**DIRECTION:** Rewrite the listing, starting at the line that contains "of the diced" and stopping after the line that contains "[[211, 307], [58, 926], [175, 314], [345, 756], [105, 894]]". Leave the requests and format samples as they are, and raise every coordinate in the answers by 126.

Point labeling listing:
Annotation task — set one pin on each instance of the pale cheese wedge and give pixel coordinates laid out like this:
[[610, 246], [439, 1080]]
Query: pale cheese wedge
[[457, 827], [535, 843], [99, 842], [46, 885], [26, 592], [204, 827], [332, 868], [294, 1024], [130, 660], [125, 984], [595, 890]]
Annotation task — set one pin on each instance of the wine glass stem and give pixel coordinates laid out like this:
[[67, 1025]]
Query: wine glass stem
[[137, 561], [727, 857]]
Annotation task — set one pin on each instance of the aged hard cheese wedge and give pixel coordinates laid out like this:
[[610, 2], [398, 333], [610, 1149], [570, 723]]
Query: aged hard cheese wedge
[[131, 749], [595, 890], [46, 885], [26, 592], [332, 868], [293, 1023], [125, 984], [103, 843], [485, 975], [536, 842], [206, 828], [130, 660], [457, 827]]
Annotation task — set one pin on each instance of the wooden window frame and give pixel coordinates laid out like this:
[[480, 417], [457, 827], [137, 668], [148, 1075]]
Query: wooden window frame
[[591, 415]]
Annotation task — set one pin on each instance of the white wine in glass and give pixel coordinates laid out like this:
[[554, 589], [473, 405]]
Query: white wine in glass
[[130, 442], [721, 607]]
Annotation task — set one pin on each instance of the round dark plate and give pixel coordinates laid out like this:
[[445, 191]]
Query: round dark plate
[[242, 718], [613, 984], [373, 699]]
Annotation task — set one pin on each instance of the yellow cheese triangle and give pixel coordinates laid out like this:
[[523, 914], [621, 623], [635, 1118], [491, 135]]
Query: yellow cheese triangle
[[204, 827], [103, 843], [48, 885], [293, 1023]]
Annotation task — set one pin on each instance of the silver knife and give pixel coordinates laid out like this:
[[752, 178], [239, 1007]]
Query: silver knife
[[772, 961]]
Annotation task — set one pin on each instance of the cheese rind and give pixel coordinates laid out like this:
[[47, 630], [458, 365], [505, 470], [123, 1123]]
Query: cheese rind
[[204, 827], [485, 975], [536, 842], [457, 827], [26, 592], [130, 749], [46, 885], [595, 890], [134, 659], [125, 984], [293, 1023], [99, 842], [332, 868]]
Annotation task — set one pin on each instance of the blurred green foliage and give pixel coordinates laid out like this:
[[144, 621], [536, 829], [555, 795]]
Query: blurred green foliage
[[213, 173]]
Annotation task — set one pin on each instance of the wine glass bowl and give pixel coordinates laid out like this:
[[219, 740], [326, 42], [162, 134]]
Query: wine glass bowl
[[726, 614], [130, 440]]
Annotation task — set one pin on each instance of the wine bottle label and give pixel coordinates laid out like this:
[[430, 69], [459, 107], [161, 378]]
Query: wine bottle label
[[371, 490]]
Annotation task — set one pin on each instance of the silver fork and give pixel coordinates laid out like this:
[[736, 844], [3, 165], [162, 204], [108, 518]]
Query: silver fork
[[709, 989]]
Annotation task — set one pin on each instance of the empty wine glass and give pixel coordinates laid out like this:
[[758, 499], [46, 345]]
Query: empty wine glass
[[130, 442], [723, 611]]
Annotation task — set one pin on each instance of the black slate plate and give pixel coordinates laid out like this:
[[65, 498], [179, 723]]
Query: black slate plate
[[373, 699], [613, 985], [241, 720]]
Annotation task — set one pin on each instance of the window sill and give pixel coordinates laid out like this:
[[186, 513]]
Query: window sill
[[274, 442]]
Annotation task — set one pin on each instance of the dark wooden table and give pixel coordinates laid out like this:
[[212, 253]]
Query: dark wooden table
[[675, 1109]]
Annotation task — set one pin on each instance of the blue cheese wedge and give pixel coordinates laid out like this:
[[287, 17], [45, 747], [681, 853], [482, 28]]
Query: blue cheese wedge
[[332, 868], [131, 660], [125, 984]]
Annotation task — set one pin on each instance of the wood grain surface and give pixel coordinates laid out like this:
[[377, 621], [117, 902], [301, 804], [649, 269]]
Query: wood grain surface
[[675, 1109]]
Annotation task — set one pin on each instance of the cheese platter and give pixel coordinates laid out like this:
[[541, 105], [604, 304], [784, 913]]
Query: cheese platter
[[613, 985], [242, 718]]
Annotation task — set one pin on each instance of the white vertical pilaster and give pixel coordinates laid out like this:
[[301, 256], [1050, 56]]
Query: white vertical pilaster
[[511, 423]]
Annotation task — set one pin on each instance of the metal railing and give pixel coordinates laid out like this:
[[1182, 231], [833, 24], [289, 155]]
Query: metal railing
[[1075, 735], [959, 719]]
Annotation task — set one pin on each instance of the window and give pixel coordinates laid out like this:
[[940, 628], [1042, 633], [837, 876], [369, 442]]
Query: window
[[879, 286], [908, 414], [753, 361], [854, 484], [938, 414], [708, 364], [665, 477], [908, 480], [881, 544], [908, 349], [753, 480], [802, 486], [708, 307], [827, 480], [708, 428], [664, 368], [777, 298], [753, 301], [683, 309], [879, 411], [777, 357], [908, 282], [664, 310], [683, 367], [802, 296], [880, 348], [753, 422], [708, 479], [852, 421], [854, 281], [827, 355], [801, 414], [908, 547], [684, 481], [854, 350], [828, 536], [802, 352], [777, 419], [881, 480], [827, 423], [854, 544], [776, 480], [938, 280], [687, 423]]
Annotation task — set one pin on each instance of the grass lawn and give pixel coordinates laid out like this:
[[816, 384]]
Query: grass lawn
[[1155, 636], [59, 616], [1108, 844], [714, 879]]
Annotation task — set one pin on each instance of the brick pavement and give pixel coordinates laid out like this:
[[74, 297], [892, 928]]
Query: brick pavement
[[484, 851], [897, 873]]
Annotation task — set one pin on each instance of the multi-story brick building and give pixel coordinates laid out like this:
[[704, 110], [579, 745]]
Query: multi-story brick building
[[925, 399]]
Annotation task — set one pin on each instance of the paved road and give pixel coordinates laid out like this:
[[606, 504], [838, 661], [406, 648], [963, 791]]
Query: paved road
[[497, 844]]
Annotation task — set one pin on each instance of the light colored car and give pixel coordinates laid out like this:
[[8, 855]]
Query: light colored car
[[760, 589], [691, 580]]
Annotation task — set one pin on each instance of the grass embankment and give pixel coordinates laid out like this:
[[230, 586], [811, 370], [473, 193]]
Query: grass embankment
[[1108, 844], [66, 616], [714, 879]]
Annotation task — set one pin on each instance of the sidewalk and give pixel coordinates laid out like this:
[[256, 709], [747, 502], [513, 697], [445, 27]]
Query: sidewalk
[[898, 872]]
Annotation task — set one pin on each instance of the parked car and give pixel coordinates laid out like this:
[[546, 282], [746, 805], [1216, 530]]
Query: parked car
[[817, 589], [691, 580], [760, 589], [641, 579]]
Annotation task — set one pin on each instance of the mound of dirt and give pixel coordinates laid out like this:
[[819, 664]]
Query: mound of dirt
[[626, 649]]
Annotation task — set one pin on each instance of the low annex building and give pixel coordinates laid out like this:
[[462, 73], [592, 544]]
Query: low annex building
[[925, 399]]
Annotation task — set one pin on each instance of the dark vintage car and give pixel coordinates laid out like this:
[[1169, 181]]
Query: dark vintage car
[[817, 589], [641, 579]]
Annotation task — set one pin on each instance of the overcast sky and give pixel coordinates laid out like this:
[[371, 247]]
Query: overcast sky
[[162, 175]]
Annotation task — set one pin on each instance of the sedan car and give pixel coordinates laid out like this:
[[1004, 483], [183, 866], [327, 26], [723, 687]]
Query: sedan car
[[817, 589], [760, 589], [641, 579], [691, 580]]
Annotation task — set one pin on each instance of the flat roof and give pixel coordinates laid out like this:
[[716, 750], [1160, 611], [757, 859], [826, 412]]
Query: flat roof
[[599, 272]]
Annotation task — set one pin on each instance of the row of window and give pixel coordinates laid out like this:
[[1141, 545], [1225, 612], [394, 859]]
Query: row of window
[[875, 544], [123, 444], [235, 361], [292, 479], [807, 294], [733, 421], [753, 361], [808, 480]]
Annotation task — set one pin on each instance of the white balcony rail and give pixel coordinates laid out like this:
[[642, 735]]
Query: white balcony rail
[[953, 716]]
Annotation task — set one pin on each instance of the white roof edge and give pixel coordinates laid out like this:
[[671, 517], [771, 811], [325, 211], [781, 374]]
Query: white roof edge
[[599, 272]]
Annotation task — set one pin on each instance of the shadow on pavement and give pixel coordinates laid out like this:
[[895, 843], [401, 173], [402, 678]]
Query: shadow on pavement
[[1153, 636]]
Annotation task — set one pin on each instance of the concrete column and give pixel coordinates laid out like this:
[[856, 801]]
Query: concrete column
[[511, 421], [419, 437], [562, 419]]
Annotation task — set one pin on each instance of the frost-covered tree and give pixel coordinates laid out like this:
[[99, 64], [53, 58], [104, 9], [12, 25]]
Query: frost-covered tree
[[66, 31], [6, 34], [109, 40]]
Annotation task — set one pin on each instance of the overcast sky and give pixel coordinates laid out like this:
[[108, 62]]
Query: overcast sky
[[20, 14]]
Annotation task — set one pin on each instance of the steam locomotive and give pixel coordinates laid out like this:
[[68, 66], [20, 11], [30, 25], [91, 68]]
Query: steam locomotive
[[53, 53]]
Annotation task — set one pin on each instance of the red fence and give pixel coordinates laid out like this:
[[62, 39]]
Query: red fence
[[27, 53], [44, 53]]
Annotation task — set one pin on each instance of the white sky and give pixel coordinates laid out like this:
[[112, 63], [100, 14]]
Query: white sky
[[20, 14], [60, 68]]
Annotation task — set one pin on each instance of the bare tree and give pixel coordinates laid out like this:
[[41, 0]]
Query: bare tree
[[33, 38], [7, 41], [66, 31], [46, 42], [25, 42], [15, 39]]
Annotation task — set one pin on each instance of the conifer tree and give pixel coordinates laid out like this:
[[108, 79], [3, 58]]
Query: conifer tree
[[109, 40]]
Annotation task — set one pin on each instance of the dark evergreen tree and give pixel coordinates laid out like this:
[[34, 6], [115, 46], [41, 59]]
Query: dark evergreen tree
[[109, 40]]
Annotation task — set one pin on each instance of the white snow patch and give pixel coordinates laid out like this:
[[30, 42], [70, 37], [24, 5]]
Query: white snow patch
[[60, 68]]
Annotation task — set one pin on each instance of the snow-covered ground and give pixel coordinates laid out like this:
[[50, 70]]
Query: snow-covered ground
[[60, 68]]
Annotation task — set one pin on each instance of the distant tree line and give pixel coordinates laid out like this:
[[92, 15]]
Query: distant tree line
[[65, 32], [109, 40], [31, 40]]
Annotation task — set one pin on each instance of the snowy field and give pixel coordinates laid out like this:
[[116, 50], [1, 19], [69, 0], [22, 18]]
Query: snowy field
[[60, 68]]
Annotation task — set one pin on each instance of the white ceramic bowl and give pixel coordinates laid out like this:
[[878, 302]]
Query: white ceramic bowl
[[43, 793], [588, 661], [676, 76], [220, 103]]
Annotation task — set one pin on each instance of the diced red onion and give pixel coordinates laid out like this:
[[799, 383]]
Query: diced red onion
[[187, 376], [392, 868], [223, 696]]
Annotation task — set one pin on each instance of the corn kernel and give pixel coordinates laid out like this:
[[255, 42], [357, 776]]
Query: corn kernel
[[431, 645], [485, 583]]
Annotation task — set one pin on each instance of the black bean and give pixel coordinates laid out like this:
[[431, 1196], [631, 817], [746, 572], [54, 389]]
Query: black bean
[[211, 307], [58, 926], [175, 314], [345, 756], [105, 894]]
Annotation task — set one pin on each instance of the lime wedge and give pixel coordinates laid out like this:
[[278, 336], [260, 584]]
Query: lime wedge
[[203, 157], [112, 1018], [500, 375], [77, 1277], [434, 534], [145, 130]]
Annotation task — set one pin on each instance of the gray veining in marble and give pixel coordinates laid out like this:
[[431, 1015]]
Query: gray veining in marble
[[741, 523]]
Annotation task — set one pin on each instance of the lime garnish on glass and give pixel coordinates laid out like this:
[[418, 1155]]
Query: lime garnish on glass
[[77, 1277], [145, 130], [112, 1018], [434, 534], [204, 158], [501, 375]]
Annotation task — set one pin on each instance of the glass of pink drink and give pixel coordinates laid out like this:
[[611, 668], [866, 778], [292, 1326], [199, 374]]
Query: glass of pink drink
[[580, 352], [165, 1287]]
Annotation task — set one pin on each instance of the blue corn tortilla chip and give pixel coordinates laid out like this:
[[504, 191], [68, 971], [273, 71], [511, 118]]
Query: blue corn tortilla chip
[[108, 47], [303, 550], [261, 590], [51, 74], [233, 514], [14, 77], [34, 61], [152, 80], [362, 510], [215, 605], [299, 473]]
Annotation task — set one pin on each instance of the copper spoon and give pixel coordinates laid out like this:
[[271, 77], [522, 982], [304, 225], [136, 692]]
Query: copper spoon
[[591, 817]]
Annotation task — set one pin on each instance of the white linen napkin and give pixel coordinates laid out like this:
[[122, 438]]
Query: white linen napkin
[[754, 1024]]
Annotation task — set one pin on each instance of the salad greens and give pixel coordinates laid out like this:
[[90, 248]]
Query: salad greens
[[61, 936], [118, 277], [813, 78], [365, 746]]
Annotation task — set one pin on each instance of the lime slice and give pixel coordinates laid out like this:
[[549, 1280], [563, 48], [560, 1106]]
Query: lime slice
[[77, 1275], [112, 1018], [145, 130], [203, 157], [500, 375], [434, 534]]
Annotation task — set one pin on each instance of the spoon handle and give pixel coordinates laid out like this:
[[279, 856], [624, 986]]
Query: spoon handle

**TASK ANSWER:**
Annotation task — set one pin on each instance of the diced red onion and give pixel coordinates laid out like this:
[[799, 383]]
Query: diced red onion
[[313, 502], [518, 994], [349, 822]]
Annotation task — set one pin on each instance of the corn kernel and give pixel coordinates laid out like this:
[[255, 42], [357, 776]]
Query: corn kernel
[[557, 771], [611, 709]]
Annotation task — set one pin on each instance of the black bean and give pixel coordinates laid out like this:
[[431, 1196], [631, 817], [746, 572], [54, 389]]
Query: black bean
[[337, 433], [184, 1052], [301, 440], [471, 882], [231, 1020]]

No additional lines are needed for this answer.